_Zadanie_
Pod jakim pseudonimem Serena Mackesy napisała swoje trzy ostatnie książki według wywiadu poniżej?

_Fragment_
###

Mundur, który zakładam, żeby zmierzyć się ze światem ? wywiad z Alex Marwood

10 listopada 2016

alex-marwood-wywiad
Serena Mackesy ostatnie trzy książki napisała pod pseudonimem Alex Marwood, by pozbyć się łatki autorki dla kobiet. Z okazji polskiej premiery „Zabójcy z sąsiedztwa” w rozmowie z Booklips.pl opowiada o tym, jak kobiece imię i decyzje wydawcy wprowadziły ją w stan depresji oraz dlaczego pracuje w ukryciu. Pozwala nawet zajrzeć nam do swojego łóżka i chętnie dzieli się nietypowymi zwyczajami? pisarskimi.

Milena Buszkiewicz: Na stronie internetowej opisujesz siebie jako „dość nudną osóbkę”, trudno jednak uwierzyć, żeby ktoś nieciekawy mógł pisać tak wyjątkowe książki. Czy możesz wyjaśnić tę fascynującą sprzeczność?

Alex Marwood: Pisarze to na ogół dość dziwni ludzie. Mnóstwo w nich sprzeczności. Pewien mój przyjaciel nazwał ich „introwertykami, którzy całe życie doskonalą się w sztuce komunikacji”. Pisanie jest zajęciem obsesyjno-kompulsywnym, a pisarze z definicji ? o ile nie są pamiętnikarzami uganiającymi się za kolejną smakowitą anegdotą ? spędzają mnóstwo czasu wewnątrz swoich głów i niewiele uwagi poświęcają światu zewnętrznemu. Oczywiście nie wszyscy jesteśmy tacy sami, ale większość z nas podczas spotkań towarzyskich snuje się, mamrocząc pod nosem, że chciałaby już znaleźć się w domu i założyć piżamę. Podobnie jak dziennikarze, my pisarze trzymamy się z tyłu, słuchamy i obserwujemy, unikając świateł jupiterów i bycia w centrum uwagi. Nie szukamy sensacji, po prostu ją rejestrujemy.

Zanim skoncentrowałaś się na pisaniu, robiłaś w swoim życiu różne rzeczy. Czym, oprócz pisania, zajmujesz się w życiu codziennym i zawodowym?

###

_Materiał źródłowy_

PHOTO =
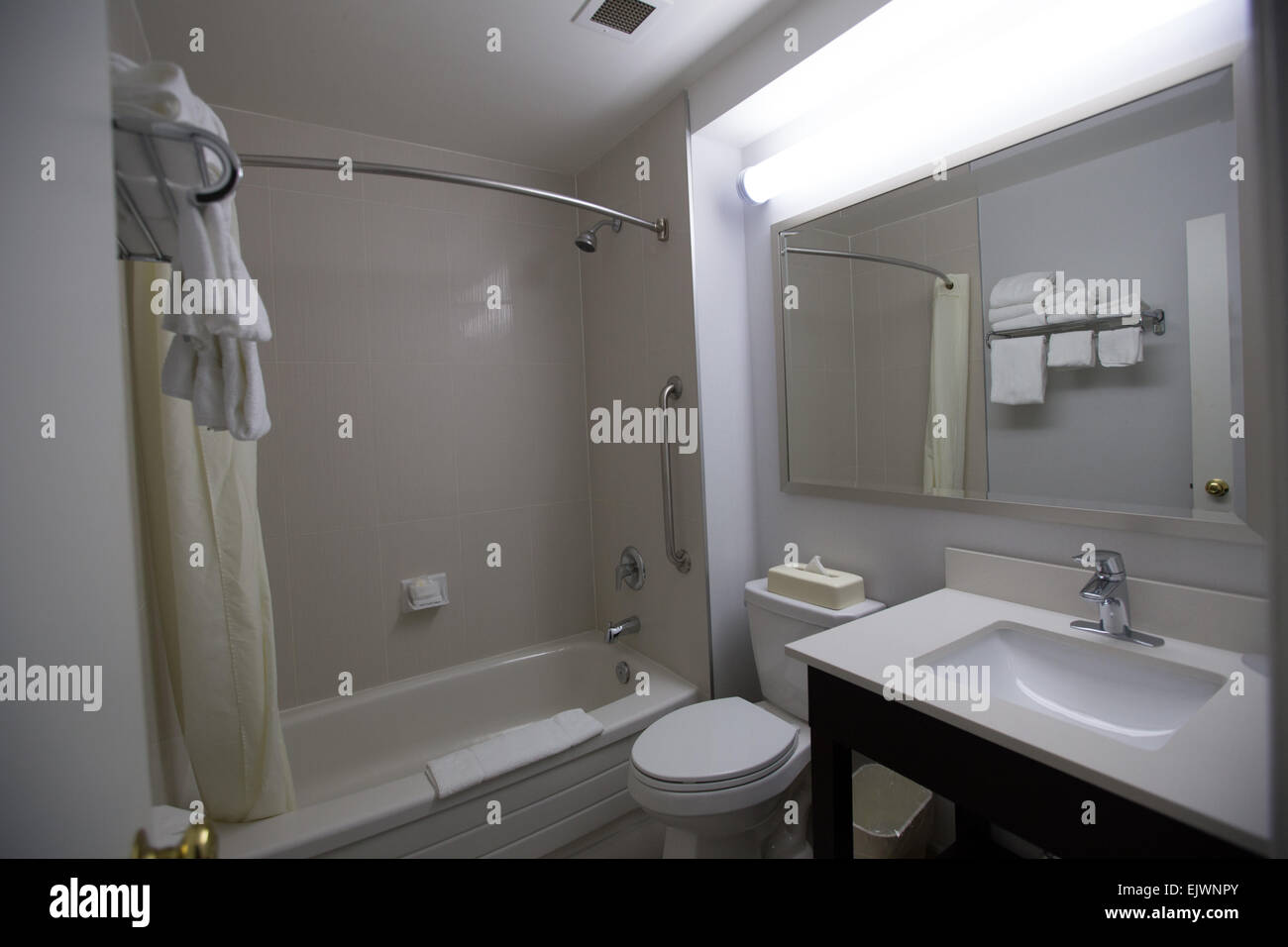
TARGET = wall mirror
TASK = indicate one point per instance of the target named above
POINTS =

###

_Odpowiedź_
Pod pseudonimem Alex Marwood.